◆ Given request ◆
Can you return every one of the lines below word for word, leaving the pictures out of your answer?

[begin Records for the task]

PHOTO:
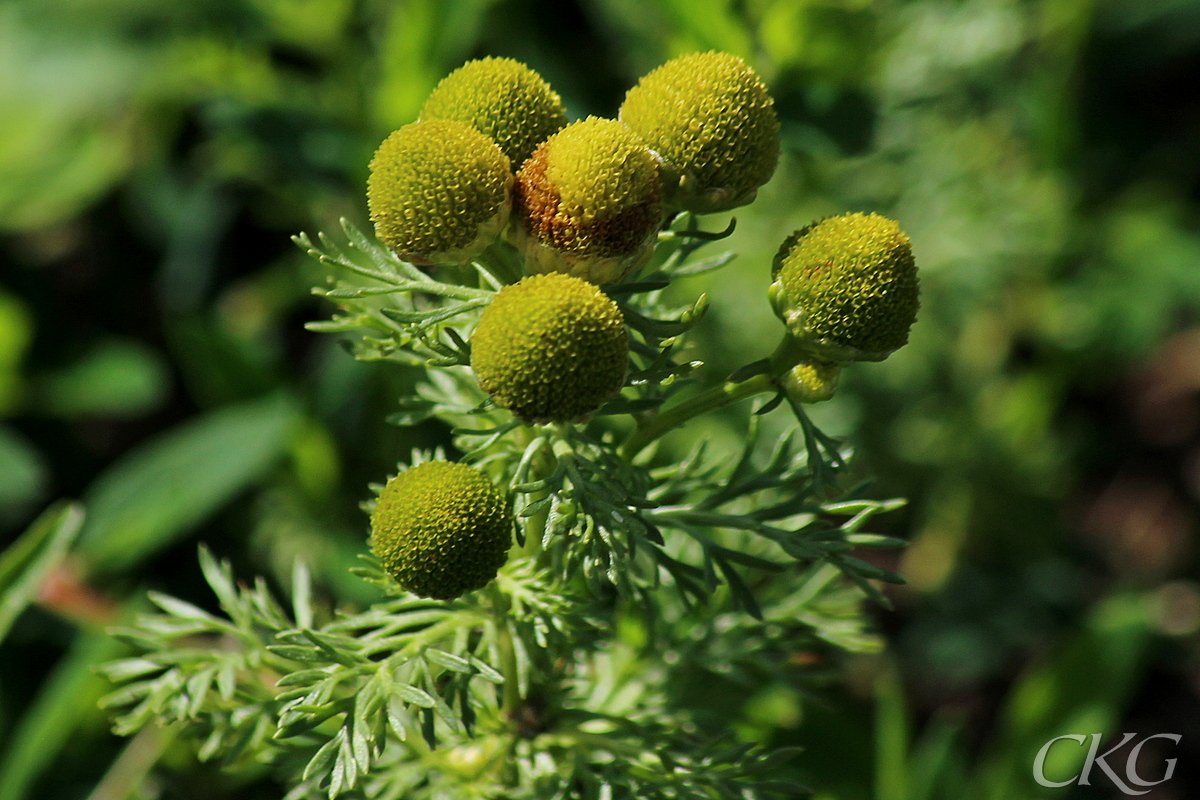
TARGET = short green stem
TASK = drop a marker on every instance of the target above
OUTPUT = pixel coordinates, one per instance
(511, 697)
(787, 354)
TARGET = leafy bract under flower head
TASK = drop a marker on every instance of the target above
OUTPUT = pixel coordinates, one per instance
(551, 348)
(439, 192)
(711, 119)
(504, 100)
(588, 203)
(846, 287)
(441, 529)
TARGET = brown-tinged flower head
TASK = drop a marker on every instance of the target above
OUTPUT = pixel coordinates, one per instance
(503, 100)
(439, 192)
(588, 203)
(551, 348)
(441, 529)
(846, 287)
(709, 116)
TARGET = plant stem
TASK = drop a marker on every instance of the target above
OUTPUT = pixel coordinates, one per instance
(511, 699)
(787, 354)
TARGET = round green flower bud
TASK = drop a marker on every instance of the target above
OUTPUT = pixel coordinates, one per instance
(441, 529)
(711, 119)
(503, 100)
(551, 348)
(811, 382)
(846, 287)
(439, 192)
(588, 203)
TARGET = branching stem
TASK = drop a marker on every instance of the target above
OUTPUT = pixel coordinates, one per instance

[end Records for the task]

◆ Finished answer ◆
PHOTO:
TARGET = short green stem
TASK = drop a marker on every instance of the target above
OUTPUT = pixel coordinates, one per instance
(511, 697)
(787, 354)
TARGET = leafy bract under flower head
TASK = drop a marker on every instance of the target above
OUTPUT = pixel coordinates, one per instance
(551, 348)
(439, 192)
(711, 119)
(504, 100)
(588, 203)
(846, 287)
(441, 529)
TARGET = brown-tinged flower head
TASK = drop a marker on every instance of the target above
OUTPUT = pixel coordinates, one per instance
(503, 100)
(439, 192)
(588, 203)
(551, 348)
(441, 529)
(846, 287)
(709, 116)
TARGET = plant stem
TASK = drop a marker on every instance of the target above
OUTPUT = pixel coordinates, one per instance
(511, 699)
(787, 354)
TARGET = round green flower bud
TASK = drop a marker on every instance of the target above
OUTPUT = pixel coordinates, one per instance
(441, 529)
(711, 119)
(503, 100)
(551, 348)
(811, 382)
(846, 287)
(439, 192)
(588, 203)
TARGET = branching stem
TASK = drop a marker on every instance of the target above
OUTPUT = pixel coordinates, one per instance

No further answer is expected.